▶ **EXTRACT PROVIDED**:
◇ ◇ ◇

September 6th marks the second birthdate for my husband, Hecky. It is the day six years ago that he was the recipient of a living donor liver transplant. Receiving a new liver gave him a second chance at life – an opportunity denied to many people who are on organ transplant lists. In celebration of his good fortune, Hecky honors two birthdays annually, Sept. 6th and Nov. 6th.
Hecky’s journey to receiving a new liver is one neither of us will ever forget. It began in January 2011 when he came home from work early complaining about what he thought were flu like symptoms and went to bed. In hindsight, I should have called the paramedics immediately because in the nearly forty years I have known Hecky, I can count on one hand the number of times he has ever come home early or mentioned not feeling well. He made light of his illness, but knowing the rarity of this occurrence, I followed him upstairs to make certain he was okay.
Walking into the bathroom I noticed blood specks on the tile floor. When I asked him if he had coughed up blood, he responded, ‘a little.’ Without hesitation, I told him we were going to see his doctor and the next morning, we did just that.
Arriving at his doctor’s office, the nurse gave us the first indication that something was seriously wrong. Usually a very jovial person, her demeanor became quite subdued when she took Hecky’s blood pressure and then told us that the doctor would be right in. His physician came in moments after her departure, dispensed with the usual pleasantries, and confirmed the nurse’s blood pressure readings. Turning to me, he asked if I could quickly drive to the nearest hospital emergency room or if I needed him to call an ambulance.
At the hospital, a series of tests determined that Hecky was in liver failure and that there were two large tumors on his liver. The diagnosis was grim; when questioned one doctor went so far as to say that people in my husband’s condition didn’t live much longer than six to seven months. I was shocked wondering how someone could appear to be fine one day and in danger of dying in a relatively short period of time the next.

◇ ◇ ◇

▶ **EXERCISE DETAILS**:
Copy verbatim the portion of the account of the liver transplant from "Hecky’s journey to" up to and including "he was okay.".

▶ **PROVIDED RECORDS**:
◇ ◇ ◇

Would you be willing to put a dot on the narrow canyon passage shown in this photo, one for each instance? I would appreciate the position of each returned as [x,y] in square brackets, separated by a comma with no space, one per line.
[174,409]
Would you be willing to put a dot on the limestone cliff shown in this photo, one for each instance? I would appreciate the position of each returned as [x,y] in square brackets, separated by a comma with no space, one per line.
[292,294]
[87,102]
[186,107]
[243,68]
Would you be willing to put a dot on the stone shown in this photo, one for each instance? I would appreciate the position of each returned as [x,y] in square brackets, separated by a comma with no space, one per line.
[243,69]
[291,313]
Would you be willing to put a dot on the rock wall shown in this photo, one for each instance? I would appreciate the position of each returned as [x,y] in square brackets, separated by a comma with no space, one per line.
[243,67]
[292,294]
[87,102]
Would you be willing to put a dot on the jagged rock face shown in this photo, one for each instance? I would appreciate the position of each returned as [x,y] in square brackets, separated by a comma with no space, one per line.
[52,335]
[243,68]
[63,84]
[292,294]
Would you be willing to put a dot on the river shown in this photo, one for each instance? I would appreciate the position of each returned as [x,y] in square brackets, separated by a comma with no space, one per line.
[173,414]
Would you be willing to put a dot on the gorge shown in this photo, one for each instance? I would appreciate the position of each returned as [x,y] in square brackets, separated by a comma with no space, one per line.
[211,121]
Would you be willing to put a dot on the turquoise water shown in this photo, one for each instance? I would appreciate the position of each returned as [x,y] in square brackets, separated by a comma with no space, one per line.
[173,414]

◇ ◇ ◇

▶ **SOLVED EXERCISE**:
Hecky’s journey to receiving a new liver is one neither of us will ever forget. It began in January 2011 when he came home from work early complaining about what he thought were flu like symptoms and went to bed. In hindsight, I should have called the paramedics immediately because in the nearly forty years I have known Hecky, I can count on one hand the number of times he has ever come home early or mentioned not feeling well. He made light of his illness, but knowing the rarity of this occurrence, I followed him upstairs to make certain he was okay.